Records provided =
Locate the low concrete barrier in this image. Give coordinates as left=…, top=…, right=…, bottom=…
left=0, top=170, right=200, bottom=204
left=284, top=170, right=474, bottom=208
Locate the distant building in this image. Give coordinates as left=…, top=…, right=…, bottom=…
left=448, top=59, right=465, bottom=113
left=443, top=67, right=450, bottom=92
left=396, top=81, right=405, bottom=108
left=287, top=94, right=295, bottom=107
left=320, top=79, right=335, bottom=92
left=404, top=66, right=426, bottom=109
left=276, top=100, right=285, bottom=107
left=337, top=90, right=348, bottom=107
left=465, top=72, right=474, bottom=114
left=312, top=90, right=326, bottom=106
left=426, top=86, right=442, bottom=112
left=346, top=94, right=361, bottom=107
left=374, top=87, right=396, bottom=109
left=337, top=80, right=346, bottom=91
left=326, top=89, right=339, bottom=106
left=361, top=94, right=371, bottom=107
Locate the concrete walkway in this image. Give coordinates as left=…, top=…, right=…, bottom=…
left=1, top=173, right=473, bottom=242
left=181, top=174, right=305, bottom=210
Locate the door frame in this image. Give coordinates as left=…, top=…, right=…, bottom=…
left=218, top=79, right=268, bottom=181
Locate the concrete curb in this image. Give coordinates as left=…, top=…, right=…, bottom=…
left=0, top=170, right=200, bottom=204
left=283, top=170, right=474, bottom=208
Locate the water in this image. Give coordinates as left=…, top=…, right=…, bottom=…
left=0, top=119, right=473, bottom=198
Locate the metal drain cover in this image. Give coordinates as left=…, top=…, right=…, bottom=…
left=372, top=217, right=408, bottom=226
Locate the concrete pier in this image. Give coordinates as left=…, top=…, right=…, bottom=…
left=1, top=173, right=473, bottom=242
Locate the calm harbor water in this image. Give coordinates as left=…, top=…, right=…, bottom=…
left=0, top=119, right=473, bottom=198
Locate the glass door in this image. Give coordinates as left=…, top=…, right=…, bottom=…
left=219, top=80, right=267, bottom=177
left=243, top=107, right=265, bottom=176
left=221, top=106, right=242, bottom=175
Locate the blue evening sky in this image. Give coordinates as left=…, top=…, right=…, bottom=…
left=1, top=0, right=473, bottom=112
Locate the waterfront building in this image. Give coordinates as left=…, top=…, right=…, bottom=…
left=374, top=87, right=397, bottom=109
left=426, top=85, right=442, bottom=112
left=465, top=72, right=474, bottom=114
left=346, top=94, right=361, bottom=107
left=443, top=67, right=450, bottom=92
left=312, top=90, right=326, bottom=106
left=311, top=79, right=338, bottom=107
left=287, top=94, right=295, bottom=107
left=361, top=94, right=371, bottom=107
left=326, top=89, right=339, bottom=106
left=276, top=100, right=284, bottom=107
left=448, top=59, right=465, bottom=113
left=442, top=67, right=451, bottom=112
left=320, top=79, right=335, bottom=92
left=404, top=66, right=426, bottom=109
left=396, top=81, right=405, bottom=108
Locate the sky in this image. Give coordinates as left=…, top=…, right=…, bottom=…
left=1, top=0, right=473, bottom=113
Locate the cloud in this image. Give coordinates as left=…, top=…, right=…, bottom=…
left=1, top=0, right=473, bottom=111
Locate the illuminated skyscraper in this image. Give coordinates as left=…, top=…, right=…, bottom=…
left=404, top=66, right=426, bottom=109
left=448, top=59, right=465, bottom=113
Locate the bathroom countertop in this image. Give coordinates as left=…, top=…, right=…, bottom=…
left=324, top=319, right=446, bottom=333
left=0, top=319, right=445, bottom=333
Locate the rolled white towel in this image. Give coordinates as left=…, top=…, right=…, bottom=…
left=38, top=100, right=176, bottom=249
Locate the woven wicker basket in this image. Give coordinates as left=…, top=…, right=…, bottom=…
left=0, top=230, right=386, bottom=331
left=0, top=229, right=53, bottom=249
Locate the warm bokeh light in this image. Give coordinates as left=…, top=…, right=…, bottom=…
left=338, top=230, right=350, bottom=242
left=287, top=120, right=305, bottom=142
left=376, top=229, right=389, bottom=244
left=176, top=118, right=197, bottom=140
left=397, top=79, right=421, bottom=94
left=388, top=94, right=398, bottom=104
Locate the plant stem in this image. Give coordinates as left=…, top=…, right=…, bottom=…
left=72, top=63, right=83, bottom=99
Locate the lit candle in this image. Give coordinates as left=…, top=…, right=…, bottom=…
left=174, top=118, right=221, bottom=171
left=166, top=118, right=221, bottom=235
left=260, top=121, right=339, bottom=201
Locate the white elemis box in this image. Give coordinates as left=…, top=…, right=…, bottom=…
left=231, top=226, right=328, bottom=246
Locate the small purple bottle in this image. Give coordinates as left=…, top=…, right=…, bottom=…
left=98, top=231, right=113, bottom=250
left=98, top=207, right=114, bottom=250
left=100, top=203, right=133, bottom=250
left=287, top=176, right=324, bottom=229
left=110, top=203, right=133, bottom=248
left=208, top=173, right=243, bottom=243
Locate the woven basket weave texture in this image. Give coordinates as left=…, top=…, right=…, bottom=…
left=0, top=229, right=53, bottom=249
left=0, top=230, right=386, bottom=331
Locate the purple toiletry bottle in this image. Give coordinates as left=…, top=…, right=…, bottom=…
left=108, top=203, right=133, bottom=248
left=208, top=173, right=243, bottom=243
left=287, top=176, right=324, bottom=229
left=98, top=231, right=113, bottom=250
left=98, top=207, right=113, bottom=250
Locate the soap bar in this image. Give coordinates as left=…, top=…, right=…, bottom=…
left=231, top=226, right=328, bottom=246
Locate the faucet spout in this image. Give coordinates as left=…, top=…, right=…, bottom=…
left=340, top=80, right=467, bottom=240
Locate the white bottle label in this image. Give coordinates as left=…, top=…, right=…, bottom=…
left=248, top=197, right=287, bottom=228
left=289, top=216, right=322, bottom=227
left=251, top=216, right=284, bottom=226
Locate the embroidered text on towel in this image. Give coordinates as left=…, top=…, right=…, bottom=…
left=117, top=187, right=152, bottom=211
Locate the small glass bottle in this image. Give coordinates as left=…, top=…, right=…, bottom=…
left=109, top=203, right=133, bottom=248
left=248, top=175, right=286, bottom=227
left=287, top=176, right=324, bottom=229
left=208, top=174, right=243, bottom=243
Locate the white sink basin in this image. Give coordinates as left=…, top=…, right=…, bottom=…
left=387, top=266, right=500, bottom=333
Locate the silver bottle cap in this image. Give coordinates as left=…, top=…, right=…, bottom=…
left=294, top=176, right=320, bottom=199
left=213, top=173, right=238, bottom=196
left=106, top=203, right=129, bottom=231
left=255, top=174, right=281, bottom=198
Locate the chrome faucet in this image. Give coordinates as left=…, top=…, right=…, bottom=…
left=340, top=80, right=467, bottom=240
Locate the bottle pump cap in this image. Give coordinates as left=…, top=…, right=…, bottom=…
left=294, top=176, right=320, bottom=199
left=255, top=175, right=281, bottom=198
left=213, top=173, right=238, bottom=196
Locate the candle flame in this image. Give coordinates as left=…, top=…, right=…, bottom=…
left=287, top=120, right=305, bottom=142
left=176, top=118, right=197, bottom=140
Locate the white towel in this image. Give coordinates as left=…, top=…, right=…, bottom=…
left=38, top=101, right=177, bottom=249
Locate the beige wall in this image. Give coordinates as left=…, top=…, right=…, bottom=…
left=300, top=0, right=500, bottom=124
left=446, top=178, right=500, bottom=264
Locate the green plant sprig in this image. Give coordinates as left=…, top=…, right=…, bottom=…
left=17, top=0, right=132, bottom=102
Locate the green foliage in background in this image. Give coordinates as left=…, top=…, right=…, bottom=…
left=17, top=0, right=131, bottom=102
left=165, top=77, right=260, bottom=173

Task brief =
Output, and output only, the lines from the one containing "Locate the candle" through the last line of the data above.

Output of the task =
Locate the candle flame in this image. Give coordinates as left=…, top=…, right=…, bottom=…
left=287, top=120, right=305, bottom=142
left=176, top=118, right=197, bottom=140
Locate the white towel in this image. Give coordinates as left=…, top=…, right=…, bottom=…
left=38, top=101, right=177, bottom=249
Locate the beige wall in this image. Give coordinates as left=…, top=…, right=…, bottom=…
left=300, top=0, right=500, bottom=124
left=446, top=178, right=500, bottom=264
Locate the green plant sprig in this image. Give coordinates as left=…, top=…, right=…, bottom=…
left=17, top=0, right=132, bottom=102
Locate the green foliage in background in this image. Give coordinates as left=…, top=…, right=…, bottom=…
left=17, top=0, right=131, bottom=102
left=165, top=77, right=260, bottom=173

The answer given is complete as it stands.